___ Supplied material ___

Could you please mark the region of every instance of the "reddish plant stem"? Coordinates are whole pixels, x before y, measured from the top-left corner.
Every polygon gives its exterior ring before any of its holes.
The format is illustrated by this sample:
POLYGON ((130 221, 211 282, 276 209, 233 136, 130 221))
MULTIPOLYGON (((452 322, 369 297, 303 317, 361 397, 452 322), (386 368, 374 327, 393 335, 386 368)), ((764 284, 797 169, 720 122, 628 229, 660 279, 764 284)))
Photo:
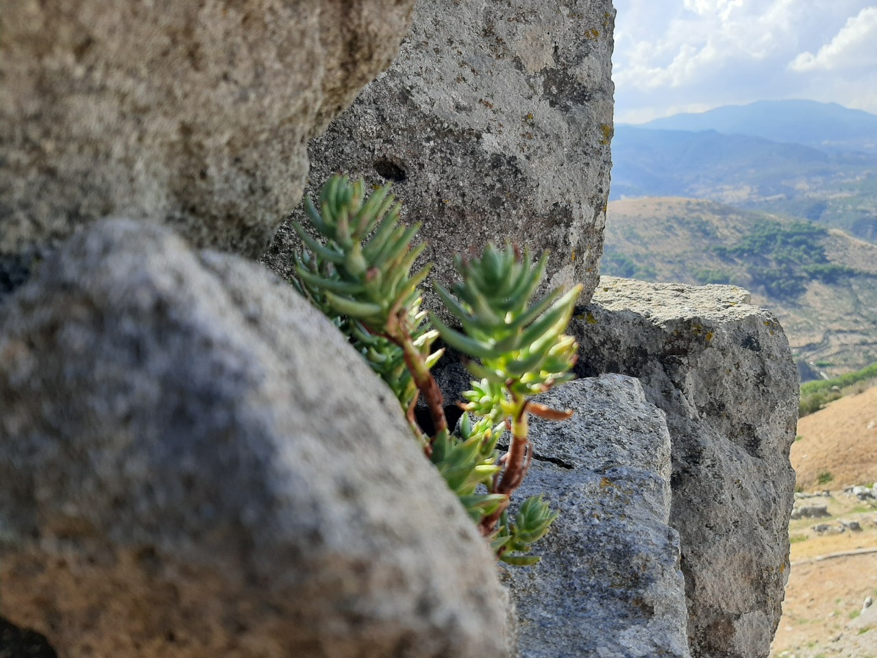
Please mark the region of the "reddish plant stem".
POLYGON ((414 384, 426 401, 430 416, 432 418, 433 437, 439 433, 446 433, 447 418, 445 418, 445 399, 442 397, 441 390, 436 383, 435 378, 426 368, 424 355, 414 347, 410 336, 393 339, 393 342, 402 347, 405 365, 408 367, 409 372, 411 373, 414 384))
POLYGON ((532 450, 530 449, 530 440, 527 439, 529 426, 526 400, 523 396, 514 394, 512 400, 517 411, 511 418, 511 440, 509 442, 509 452, 503 457, 505 468, 494 487, 494 491, 491 492, 503 494, 505 502, 493 514, 481 519, 481 531, 485 537, 489 537, 496 532, 496 524, 511 501, 511 494, 521 485, 532 460, 532 450))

___

> What is expected
Rewrite all of these lines, changing every occurrence of "reddish plant stem" to "red flower stalk" and keeping everything else the same. Leave the pictures out.

> Final result
Could you please mark the region of every instance of the "red flower stalk"? Coordinates are whole pixels, x before y, measured from the top-left corner.
Every polygon gives its exterior ring before any of its holes.
The format is illustrated by this sample:
POLYGON ((130 221, 211 282, 276 209, 233 136, 130 221))
MULTIPOLYGON (((452 322, 369 297, 303 317, 361 397, 452 322), (386 368, 374 327, 393 335, 386 368)), ((764 284, 797 169, 720 122, 628 229, 660 279, 764 284)))
Photo:
Please mark the region of the "red flower stalk".
POLYGON ((414 384, 426 401, 430 416, 432 418, 433 437, 439 433, 446 433, 447 418, 445 418, 445 399, 442 397, 441 390, 436 383, 435 378, 426 368, 424 355, 414 347, 410 336, 393 339, 393 342, 402 347, 405 365, 408 367, 409 372, 411 373, 414 384))
POLYGON ((532 450, 530 449, 530 440, 527 439, 529 426, 526 400, 523 396, 514 394, 512 400, 517 411, 511 418, 511 440, 509 442, 509 452, 503 457, 505 468, 494 487, 494 491, 491 492, 503 494, 505 502, 493 514, 481 519, 481 531, 485 537, 489 537, 496 532, 496 524, 511 501, 511 494, 521 485, 532 460, 532 450))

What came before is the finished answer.